Problem statement
Locate the line containing "the burnt bus", then please write out that line and all the lines below it in the entries exactly.
#### Information supplied
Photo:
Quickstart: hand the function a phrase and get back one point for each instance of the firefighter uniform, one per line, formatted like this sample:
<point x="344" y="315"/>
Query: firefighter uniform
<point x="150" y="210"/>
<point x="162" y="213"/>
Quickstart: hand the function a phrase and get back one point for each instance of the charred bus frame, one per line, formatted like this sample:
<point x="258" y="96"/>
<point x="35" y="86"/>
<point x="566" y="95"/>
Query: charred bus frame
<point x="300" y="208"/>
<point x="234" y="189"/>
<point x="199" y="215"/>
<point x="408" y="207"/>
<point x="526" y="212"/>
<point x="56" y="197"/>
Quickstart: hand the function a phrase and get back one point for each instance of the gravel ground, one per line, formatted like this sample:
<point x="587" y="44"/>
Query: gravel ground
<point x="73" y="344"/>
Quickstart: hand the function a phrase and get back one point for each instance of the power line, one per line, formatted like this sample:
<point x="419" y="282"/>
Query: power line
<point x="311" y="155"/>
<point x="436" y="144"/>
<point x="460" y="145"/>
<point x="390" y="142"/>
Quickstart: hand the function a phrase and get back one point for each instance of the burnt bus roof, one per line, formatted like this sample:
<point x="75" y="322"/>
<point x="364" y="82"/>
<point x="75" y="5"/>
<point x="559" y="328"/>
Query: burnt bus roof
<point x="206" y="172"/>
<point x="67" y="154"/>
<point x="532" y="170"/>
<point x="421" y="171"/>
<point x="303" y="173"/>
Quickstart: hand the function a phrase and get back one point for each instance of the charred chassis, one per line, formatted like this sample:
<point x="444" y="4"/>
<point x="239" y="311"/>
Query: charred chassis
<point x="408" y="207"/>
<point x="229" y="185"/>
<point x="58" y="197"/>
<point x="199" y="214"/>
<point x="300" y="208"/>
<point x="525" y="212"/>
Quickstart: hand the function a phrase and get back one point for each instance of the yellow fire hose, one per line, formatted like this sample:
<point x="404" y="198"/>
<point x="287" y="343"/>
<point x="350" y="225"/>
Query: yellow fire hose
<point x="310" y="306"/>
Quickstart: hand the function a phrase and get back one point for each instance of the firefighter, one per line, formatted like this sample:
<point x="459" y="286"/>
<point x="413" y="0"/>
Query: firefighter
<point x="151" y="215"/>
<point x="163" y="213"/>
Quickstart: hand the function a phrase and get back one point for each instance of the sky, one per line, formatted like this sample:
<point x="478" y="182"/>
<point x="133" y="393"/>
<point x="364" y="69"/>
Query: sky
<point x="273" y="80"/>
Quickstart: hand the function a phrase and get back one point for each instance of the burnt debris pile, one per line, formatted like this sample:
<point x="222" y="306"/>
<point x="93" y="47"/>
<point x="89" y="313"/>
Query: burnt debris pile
########
Final result
Quickstart: hand the function a phrase and get back one point for each instance of the burnt bus roof, one per line, formatted like this sample:
<point x="75" y="322"/>
<point x="364" y="82"/>
<point x="75" y="5"/>
<point x="559" y="328"/>
Query: burnt bus roof
<point x="206" y="172"/>
<point x="67" y="154"/>
<point x="532" y="170"/>
<point x="421" y="171"/>
<point x="303" y="173"/>
Quickstart: hand the function a phrase and get back one point for each instance of the charred chassis, one per line, formatted like this sample:
<point x="444" y="4"/>
<point x="239" y="311"/>
Query: charred chassis
<point x="408" y="207"/>
<point x="229" y="185"/>
<point x="58" y="197"/>
<point x="199" y="214"/>
<point x="300" y="208"/>
<point x="525" y="212"/>
Quickstart: hand the function a phrase and get back one point for each instance of the yellow fire hose, one per line, formatted like this sample:
<point x="404" y="198"/>
<point x="287" y="343"/>
<point x="350" y="225"/>
Query: yellow fire hose
<point x="310" y="306"/>
Quickstart: hand the function a phrase and get back one point for each instance of the firefighter, one per line, formatted like this sample:
<point x="459" y="286"/>
<point x="413" y="0"/>
Query: firefighter
<point x="151" y="215"/>
<point x="163" y="213"/>
Quickstart: hand the function a phrase and get back one point for each instance of the sky, one per line, formatted like this sample:
<point x="478" y="182"/>
<point x="133" y="393"/>
<point x="364" y="69"/>
Query: sky
<point x="273" y="80"/>
Quickstart: hand the function a phrase and get back one point for each instance of the burnt debris pile, one per line, formatted like this sample:
<point x="222" y="306"/>
<point x="93" y="47"/>
<point x="89" y="313"/>
Query: burnt debris pile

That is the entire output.